**FRAGMENTO**
——

Las palabras dogging, en inglés, y cancanear, que se utiliza en España, designan tanto la práctica de sacar a pasear al perro como la costumbre de algunos gays de salir a “levantar” o “yirar”. El vocabulario común da cuenta de la extensión del prejuicio que asocia a ambas prácticas.
¿Qué hay de real en esa asociación? Para Javier de San Telmo, que tiene una Golden Retriver llamada Leila: “Definitivamente el tener un perro y sacarlo a pasear sirve para relacionarte con otras personas, sobre todo cuando son cachorros. Siempre se acerca la gente y compartís una charla”. Para Matías, que tiene un perro raza Beagle y un criadero de perros en Neuquén, “las mascotas son la excusa perfecta para establecer un vínculo. Pero eso es básicamente porque, teniendo en cuenta que el perro es tan importante en mi vida, si un muchachito se acerca demostrando interés por él, ya tiene puntos a favor”.
La mayoría de los entrevistados coincide en que el perro sirve para socializar. Pero no particularmente para concretar alguna experiencia amorosa o sexual.

——

**INSTRUCCIONES**
Prolonga el fragmento sobre los perros como medio para socializar, empezando después de su última oración. Los datos no cumplen ninguna función aquí.

**DATOS EXTRAÍDOS**
——

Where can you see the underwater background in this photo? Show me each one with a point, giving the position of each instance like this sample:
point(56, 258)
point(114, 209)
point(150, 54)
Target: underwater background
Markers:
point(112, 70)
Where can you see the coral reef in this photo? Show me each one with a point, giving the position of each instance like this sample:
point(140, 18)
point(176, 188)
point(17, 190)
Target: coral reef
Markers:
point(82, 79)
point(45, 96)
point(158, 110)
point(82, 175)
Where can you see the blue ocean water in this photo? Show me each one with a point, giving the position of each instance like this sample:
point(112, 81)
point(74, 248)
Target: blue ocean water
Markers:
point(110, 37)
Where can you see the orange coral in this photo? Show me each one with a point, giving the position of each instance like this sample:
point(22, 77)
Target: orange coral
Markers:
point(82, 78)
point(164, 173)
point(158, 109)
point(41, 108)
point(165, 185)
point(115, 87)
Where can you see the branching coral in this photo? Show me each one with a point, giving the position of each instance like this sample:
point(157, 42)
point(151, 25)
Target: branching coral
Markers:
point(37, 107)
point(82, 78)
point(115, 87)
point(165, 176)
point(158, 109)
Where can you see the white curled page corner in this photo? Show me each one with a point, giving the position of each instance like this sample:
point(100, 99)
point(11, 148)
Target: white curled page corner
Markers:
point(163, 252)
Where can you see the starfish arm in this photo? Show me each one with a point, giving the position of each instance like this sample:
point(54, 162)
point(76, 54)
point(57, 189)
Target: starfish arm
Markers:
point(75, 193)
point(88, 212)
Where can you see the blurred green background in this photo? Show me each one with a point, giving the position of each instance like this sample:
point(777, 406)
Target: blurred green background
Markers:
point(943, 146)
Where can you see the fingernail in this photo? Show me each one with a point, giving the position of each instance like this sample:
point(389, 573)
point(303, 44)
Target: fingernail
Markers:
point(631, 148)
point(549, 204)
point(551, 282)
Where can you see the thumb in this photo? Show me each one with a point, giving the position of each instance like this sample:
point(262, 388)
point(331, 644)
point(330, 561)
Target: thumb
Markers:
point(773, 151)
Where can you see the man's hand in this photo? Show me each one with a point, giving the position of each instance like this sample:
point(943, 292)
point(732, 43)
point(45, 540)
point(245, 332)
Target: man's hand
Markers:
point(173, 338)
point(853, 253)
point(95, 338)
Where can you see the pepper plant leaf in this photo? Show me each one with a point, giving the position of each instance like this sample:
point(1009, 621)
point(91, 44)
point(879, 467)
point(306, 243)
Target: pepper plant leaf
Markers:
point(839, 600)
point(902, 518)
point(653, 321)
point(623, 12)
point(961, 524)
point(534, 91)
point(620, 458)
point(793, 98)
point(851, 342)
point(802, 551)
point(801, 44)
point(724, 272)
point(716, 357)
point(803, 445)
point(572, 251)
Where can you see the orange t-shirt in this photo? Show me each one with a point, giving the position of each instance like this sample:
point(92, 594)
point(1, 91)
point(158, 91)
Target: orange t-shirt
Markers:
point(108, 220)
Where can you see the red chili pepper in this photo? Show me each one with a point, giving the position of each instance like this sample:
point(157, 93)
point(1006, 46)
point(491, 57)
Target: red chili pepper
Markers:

——

**RESPUESTA ESPERADA**
“En los paseos siempre se establecen vínculos, ya sean pasajeros, de charla o de compartir los mismos horarios de paseos con la gente”, relata Gastón. “En mi caso se han acercado flacos a charlar con la excusa del perro, sobre todo cuando el perro era más cachorro todavía, como que está más permitido que te guste un perro de unos meses o te dé más dulzura que uno ya grande y que intimide.”
Pero a su vez, la mayoría de los entrevistados descree también de que se utilice a los perros como herramienta para levante: “No digo que no pase, porque pasa y me pasó varias veces, pero en quien tiene la responsabilidad de sacar al perro tres veces por día, siete veces a la semana durante todos los meses del año, haga frío o calor, estés o no cansado, con o sin sueño, y sabiendo que siempre tiene que salir, prima el amor por el pichicho y lo del levante pasa a un segundo plano”.
Frecuentemente, en la red social Facebook, las mascotas figuran como los hijos de los gays y las lesbianas. Ahora bien, ¿qué ocurre con las mascotas cuando se separa una pareja de gays o lesbianas? Las variantes suelen ser tan diversas como en el caso de las parejas heterosexuales. Peleas, tenencia compartida, pero la que parece predominar es que uno de los miembros de la pareja se hace cargo y el otro suele separarse, aunque permanezca el afecto por el animal.
“Cuando decidí comprar al perro no fue una decisión compartida con mi pareja, él no quería. Luego tuvimos varias peleas por el perro y los cuidados que hay que tener con un cachorro... Bueno, me separé de él y me quedé con el perro”, señala burlonamente Javier.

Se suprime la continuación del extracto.